**Work to complete:** Look through the lines below and extract each one that contains "water".

=== Given data ===

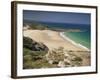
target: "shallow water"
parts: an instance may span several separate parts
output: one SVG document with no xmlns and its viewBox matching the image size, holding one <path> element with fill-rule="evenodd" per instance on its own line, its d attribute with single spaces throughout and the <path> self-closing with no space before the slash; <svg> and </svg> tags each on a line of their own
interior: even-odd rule
<svg viewBox="0 0 100 80">
<path fill-rule="evenodd" d="M 64 34 L 76 43 L 79 43 L 89 49 L 91 48 L 90 30 L 81 32 L 64 32 Z"/>
</svg>

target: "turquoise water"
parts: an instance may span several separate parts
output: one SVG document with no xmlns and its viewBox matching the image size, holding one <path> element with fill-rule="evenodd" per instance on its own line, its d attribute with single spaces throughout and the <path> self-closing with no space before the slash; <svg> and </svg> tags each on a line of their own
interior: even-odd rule
<svg viewBox="0 0 100 80">
<path fill-rule="evenodd" d="M 81 32 L 64 32 L 64 34 L 76 43 L 79 43 L 89 49 L 91 48 L 91 37 L 89 30 Z"/>
</svg>

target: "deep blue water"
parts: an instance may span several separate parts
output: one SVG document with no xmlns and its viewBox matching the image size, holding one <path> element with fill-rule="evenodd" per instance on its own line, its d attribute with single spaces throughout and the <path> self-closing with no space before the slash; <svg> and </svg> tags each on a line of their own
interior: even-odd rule
<svg viewBox="0 0 100 80">
<path fill-rule="evenodd" d="M 46 23 L 46 22 L 41 22 L 41 24 L 47 25 L 49 28 L 90 30 L 89 24 Z"/>
</svg>

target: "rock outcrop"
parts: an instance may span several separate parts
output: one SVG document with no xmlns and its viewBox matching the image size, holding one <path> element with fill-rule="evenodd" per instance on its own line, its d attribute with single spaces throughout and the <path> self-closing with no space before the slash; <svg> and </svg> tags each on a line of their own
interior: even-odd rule
<svg viewBox="0 0 100 80">
<path fill-rule="evenodd" d="M 31 49 L 32 51 L 46 51 L 48 52 L 48 47 L 43 43 L 36 42 L 29 37 L 23 38 L 23 47 Z"/>
<path fill-rule="evenodd" d="M 64 50 L 63 47 L 60 47 L 58 49 L 48 51 L 46 59 L 50 64 L 56 65 L 56 67 L 82 66 L 83 59 L 75 54 L 75 51 L 70 52 Z"/>
</svg>

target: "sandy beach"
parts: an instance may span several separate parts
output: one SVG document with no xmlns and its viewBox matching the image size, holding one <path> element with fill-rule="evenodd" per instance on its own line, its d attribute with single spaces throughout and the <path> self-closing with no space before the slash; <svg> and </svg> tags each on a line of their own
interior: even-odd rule
<svg viewBox="0 0 100 80">
<path fill-rule="evenodd" d="M 30 37 L 37 42 L 44 43 L 50 50 L 53 48 L 64 47 L 72 51 L 88 51 L 87 48 L 73 43 L 69 38 L 64 38 L 63 34 L 52 30 L 25 30 L 24 36 Z"/>
<path fill-rule="evenodd" d="M 89 66 L 91 64 L 90 50 L 84 46 L 75 43 L 57 31 L 52 30 L 24 30 L 24 36 L 29 37 L 37 42 L 44 43 L 49 50 L 63 47 L 65 50 L 73 51 L 74 55 L 83 59 L 82 66 Z"/>
</svg>

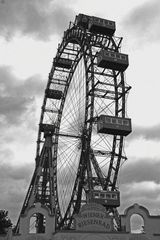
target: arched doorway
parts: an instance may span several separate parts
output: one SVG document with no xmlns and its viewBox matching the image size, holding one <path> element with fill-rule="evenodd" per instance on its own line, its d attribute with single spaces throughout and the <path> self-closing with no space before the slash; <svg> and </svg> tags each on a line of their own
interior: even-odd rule
<svg viewBox="0 0 160 240">
<path fill-rule="evenodd" d="M 46 218 L 42 213 L 34 213 L 29 221 L 29 233 L 45 233 Z"/>
<path fill-rule="evenodd" d="M 144 233 L 144 219 L 139 214 L 133 214 L 130 218 L 131 233 Z"/>
</svg>

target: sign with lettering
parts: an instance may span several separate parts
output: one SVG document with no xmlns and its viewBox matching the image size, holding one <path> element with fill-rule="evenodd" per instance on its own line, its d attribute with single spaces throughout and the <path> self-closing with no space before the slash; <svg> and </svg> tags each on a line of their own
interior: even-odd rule
<svg viewBox="0 0 160 240">
<path fill-rule="evenodd" d="M 113 230 L 113 219 L 100 204 L 90 203 L 82 206 L 80 213 L 75 215 L 74 219 L 78 231 L 111 232 Z"/>
</svg>

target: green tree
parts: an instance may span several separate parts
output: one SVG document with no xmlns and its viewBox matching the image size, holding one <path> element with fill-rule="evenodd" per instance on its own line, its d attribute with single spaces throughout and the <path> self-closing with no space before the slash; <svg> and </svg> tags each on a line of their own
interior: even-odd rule
<svg viewBox="0 0 160 240">
<path fill-rule="evenodd" d="M 0 210 L 0 234 L 5 234 L 11 226 L 12 222 L 8 218 L 8 211 Z"/>
</svg>

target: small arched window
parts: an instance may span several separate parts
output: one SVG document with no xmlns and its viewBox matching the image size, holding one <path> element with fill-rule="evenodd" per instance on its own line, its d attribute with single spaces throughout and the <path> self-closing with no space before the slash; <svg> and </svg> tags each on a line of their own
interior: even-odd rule
<svg viewBox="0 0 160 240">
<path fill-rule="evenodd" d="M 130 218 L 131 233 L 144 233 L 144 219 L 139 214 Z"/>
<path fill-rule="evenodd" d="M 46 218 L 42 213 L 34 213 L 29 221 L 29 233 L 45 233 Z"/>
</svg>

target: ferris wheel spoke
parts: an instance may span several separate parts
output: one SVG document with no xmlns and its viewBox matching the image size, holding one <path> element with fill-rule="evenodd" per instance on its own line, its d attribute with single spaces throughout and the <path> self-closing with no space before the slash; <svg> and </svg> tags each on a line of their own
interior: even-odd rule
<svg viewBox="0 0 160 240">
<path fill-rule="evenodd" d="M 62 184 L 62 186 L 63 186 L 63 188 L 62 188 L 63 191 L 61 190 L 61 188 L 59 191 L 59 195 L 60 195 L 60 199 L 61 199 L 60 201 L 62 204 L 63 211 L 66 209 L 67 201 L 69 201 L 69 199 L 70 199 L 71 192 L 73 189 L 73 183 L 75 180 L 75 176 L 77 174 L 76 165 L 78 165 L 78 158 L 76 160 L 75 154 L 77 155 L 77 152 L 74 152 L 74 150 L 73 150 L 73 151 L 69 151 L 67 154 L 66 154 L 66 152 L 63 152 L 63 154 L 61 156 L 61 160 L 63 159 L 62 160 L 63 165 L 65 162 L 65 168 L 61 164 L 60 169 L 62 166 L 63 166 L 63 169 L 62 169 L 62 172 L 59 173 L 59 180 L 60 180 L 59 185 Z"/>
<path fill-rule="evenodd" d="M 85 118 L 85 71 L 80 60 L 70 81 L 59 129 L 57 159 L 58 194 L 62 215 L 70 203 L 81 155 L 81 136 Z M 81 79 L 81 81 L 79 81 Z M 61 135 L 66 137 L 62 137 Z M 74 138 L 75 134 L 75 138 Z M 73 136 L 72 141 L 67 135 Z M 76 139 L 77 137 L 77 139 Z M 76 139 L 76 141 L 75 141 Z M 61 149 L 61 144 L 63 144 Z M 69 169 L 69 170 L 67 170 Z M 62 186 L 62 187 L 60 187 Z"/>
<path fill-rule="evenodd" d="M 75 155 L 77 154 L 77 152 L 68 152 L 65 154 L 65 152 L 63 152 L 63 154 L 61 154 L 58 158 L 59 160 L 59 163 L 58 163 L 58 170 L 60 171 L 61 169 L 63 170 L 64 167 L 66 167 L 68 165 L 68 167 L 71 167 L 71 170 L 70 171 L 74 171 L 72 174 L 74 175 L 76 173 L 76 158 L 75 158 Z M 70 157 L 70 160 L 68 160 L 68 157 Z M 72 157 L 73 160 L 72 160 Z M 60 165 L 61 164 L 61 165 Z M 75 169 L 74 169 L 75 168 Z"/>
<path fill-rule="evenodd" d="M 58 165 L 60 165 L 59 168 L 62 168 L 63 165 L 66 165 L 67 163 L 69 164 L 69 161 L 72 162 L 72 159 L 68 160 L 68 157 L 71 157 L 71 154 L 74 154 L 76 155 L 77 154 L 77 151 L 74 151 L 73 148 L 67 148 L 65 149 L 65 151 L 63 150 L 62 152 L 59 153 L 58 155 L 58 160 L 59 160 L 59 163 Z"/>
<path fill-rule="evenodd" d="M 77 110 L 77 106 L 74 103 L 75 100 L 73 100 L 71 103 L 68 102 L 68 109 L 65 111 L 63 119 L 64 119 L 64 127 L 66 126 L 66 129 L 72 127 L 73 129 L 77 128 L 77 126 L 80 126 L 80 124 L 83 124 L 83 117 L 84 117 L 84 113 L 83 113 L 83 108 L 84 108 L 84 103 L 83 104 L 79 104 L 78 106 L 78 110 Z M 73 109 L 73 111 L 71 111 L 71 109 Z M 68 124 L 68 125 L 67 125 Z M 62 126 L 63 127 L 63 126 Z"/>
<path fill-rule="evenodd" d="M 76 106 L 72 106 L 70 105 L 70 108 L 76 108 Z M 66 111 L 65 115 L 63 116 L 62 120 L 62 127 L 61 130 L 62 131 L 80 131 L 80 127 L 83 125 L 83 118 L 84 118 L 84 114 L 82 112 L 84 106 L 80 106 L 78 111 Z"/>
<path fill-rule="evenodd" d="M 83 107 L 81 107 L 79 109 L 79 112 L 81 113 L 81 109 Z M 80 114 L 79 114 L 80 115 Z M 79 132 L 81 129 L 81 126 L 83 125 L 83 121 L 82 118 L 84 117 L 84 115 L 82 114 L 81 117 L 75 117 L 73 118 L 74 115 L 72 114 L 72 112 L 69 112 L 68 114 L 66 113 L 65 116 L 63 116 L 63 124 L 61 126 L 61 131 L 63 132 Z"/>
</svg>

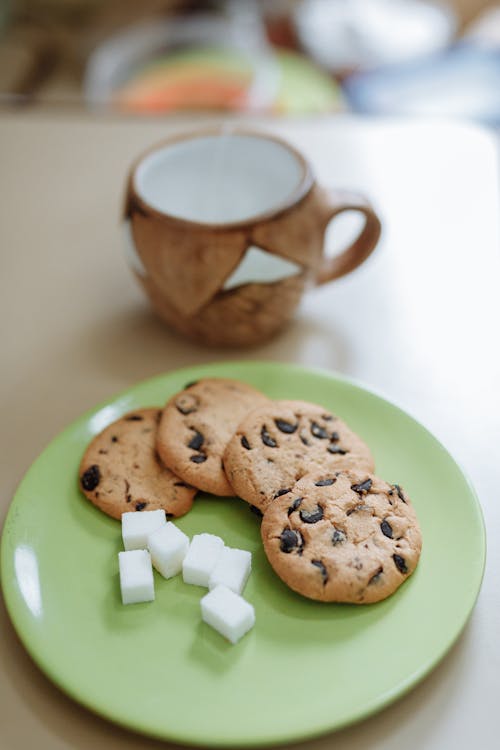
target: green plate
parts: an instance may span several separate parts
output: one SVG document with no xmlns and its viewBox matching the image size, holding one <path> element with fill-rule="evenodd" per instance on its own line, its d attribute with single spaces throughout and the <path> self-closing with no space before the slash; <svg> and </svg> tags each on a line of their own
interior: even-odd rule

===

**Finished exercise:**
target: "shallow water"
target: "turquoise water"
target: "deep blue water"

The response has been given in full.